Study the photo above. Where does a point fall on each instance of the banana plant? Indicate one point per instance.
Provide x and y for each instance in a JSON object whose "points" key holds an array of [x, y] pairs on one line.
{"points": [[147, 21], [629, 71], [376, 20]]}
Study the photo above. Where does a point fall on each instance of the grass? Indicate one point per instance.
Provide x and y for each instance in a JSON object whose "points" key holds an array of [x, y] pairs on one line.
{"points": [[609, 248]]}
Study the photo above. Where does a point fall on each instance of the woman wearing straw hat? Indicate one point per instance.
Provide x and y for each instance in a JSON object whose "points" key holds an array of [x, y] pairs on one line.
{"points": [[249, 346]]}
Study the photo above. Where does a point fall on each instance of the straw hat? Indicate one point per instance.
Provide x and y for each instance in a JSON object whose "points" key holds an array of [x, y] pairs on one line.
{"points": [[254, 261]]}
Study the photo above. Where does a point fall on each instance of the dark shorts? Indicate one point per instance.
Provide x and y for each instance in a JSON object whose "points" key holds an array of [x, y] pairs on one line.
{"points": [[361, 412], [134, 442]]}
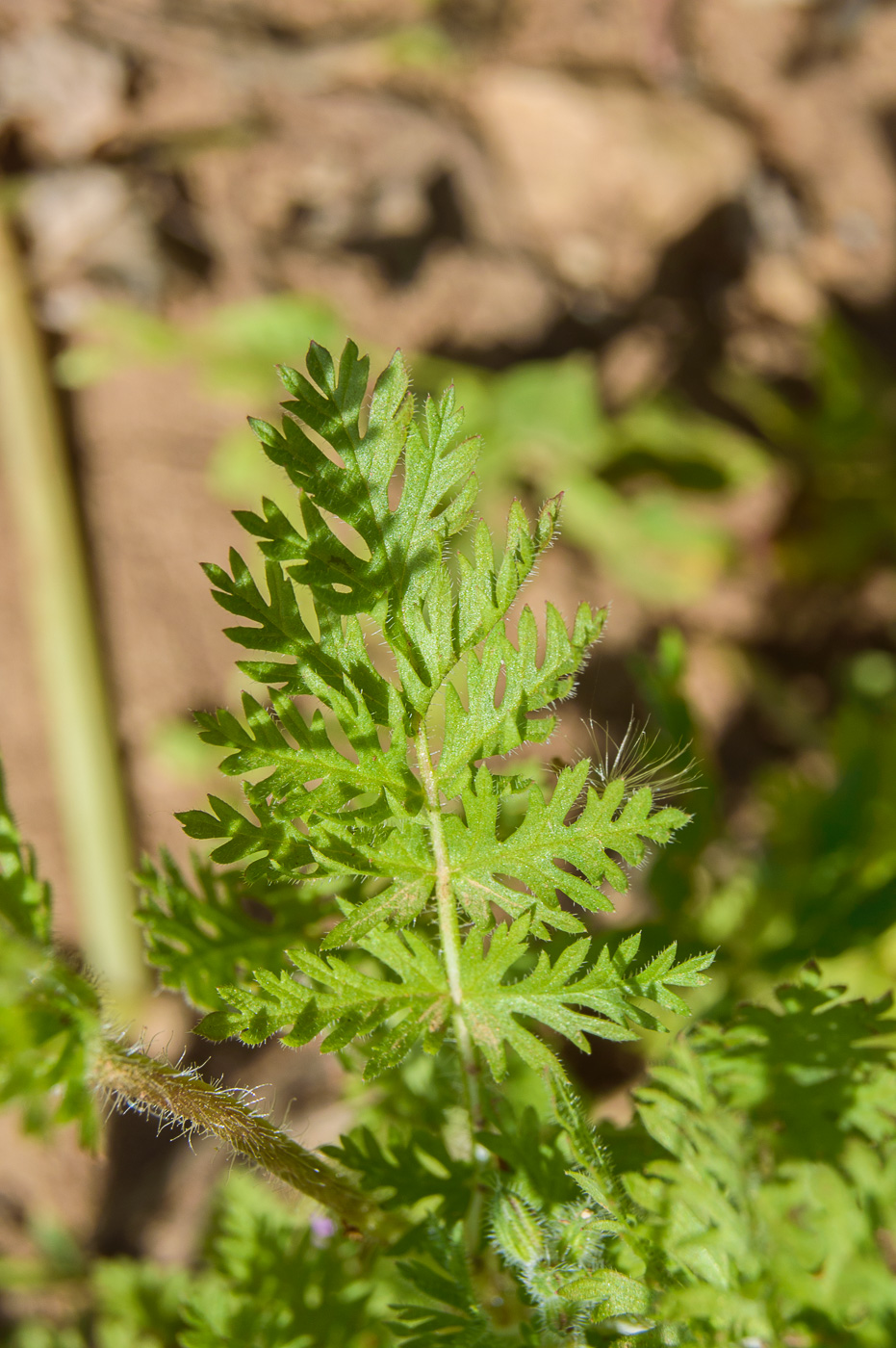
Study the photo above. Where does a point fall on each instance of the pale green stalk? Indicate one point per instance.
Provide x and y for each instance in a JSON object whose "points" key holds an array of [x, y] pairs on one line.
{"points": [[36, 474], [184, 1098], [450, 939]]}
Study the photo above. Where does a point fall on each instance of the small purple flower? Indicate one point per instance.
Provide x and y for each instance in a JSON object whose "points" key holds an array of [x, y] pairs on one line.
{"points": [[322, 1230]]}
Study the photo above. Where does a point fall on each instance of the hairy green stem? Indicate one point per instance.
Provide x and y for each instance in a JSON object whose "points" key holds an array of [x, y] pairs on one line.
{"points": [[450, 937], [63, 609], [184, 1098]]}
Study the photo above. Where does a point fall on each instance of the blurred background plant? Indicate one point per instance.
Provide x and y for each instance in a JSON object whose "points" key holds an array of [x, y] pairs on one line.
{"points": [[662, 282]]}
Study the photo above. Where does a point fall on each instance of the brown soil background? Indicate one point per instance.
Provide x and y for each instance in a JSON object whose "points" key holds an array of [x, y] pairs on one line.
{"points": [[659, 184]]}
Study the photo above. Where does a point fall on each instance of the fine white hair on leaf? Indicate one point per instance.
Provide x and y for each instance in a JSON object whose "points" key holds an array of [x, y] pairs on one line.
{"points": [[640, 759]]}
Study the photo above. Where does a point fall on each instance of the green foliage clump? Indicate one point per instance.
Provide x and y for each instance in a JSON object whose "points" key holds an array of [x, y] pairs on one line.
{"points": [[406, 883]]}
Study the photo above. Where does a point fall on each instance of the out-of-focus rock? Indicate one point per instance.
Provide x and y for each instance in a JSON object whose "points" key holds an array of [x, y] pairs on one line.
{"points": [[16, 16], [779, 287], [325, 17], [819, 124], [461, 298], [64, 94], [353, 171], [636, 37], [88, 236], [635, 364], [603, 179]]}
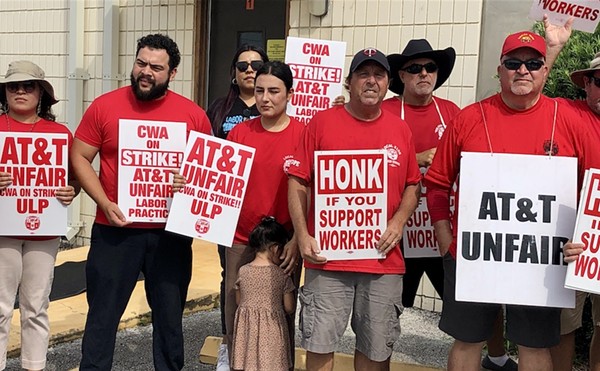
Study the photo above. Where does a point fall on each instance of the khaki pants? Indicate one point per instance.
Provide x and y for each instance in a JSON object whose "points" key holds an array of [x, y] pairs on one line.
{"points": [[26, 266]]}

________

** Exercise description **
For the string "straw", go through the entries above and copy each line where it occurs.

** Output **
Study the photo above. Where does a point fall on each instance of the woman wearing straw hat? Indicate one point per instance.
Study the photo above. Where does a point fall on each instance of the straw hat? Indicate one point per instance.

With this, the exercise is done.